- Given instruction
Rewrite the listing below, changing every "Point coordinates" to "Marked locations" and leaving everything else untouched.

== Dataset excerpts

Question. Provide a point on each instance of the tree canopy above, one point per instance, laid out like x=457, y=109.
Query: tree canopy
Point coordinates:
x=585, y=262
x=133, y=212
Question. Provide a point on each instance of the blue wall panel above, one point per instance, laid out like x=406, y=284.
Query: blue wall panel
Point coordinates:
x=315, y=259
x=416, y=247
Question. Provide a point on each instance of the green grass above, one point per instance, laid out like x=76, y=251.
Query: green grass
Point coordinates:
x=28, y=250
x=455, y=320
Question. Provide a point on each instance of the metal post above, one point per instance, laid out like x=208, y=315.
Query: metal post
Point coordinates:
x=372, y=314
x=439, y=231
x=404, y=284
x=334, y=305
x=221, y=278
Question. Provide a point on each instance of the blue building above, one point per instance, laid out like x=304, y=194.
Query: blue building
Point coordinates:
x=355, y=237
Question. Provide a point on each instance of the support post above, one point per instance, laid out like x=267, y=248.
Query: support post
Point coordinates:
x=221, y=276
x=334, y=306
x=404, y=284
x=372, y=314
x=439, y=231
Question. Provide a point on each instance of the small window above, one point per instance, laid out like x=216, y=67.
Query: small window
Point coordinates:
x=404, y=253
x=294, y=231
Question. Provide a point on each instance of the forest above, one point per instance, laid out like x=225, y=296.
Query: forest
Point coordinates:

====

- Full response
Question. Provide a point on each instance of the tree canopy above, one point per instance, laid out like x=457, y=109.
Query: tree canopy
Marked locations:
x=585, y=262
x=133, y=212
Question. Provide a point on each instance of the blue wall panel above, one point per instance, laid out like x=406, y=284.
Query: blue wall panel
Marked locations:
x=315, y=259
x=416, y=247
Question. Provide a point on each instance of the green grass above, one point per instance, laid out like x=76, y=251.
Query: green grass
Marked locations:
x=28, y=250
x=455, y=320
Question. Provide a point on each instance of the metal post above, one point per instance, laid out like x=208, y=315.
Query: metal post
Marked locations:
x=372, y=314
x=439, y=231
x=404, y=284
x=334, y=305
x=221, y=278
Question. Provide a point on each instance of the blue building above, one point per instance, laid out like x=304, y=194.
Query: blue building
Marked locations:
x=355, y=237
Question. Provide a point on each instance of the support post above, one point per instance, laid out like x=267, y=248.
Query: support post
Marked locations:
x=221, y=276
x=334, y=306
x=404, y=284
x=372, y=314
x=439, y=231
Question. Provide a point on each instance of the small window above, one point per instance, laid out like x=216, y=67.
Query: small window
Marked locations:
x=404, y=253
x=294, y=231
Question. Provide a point on each instance of the forest above, one point per instance, laid out like x=225, y=296.
Query: forest
Marked locations:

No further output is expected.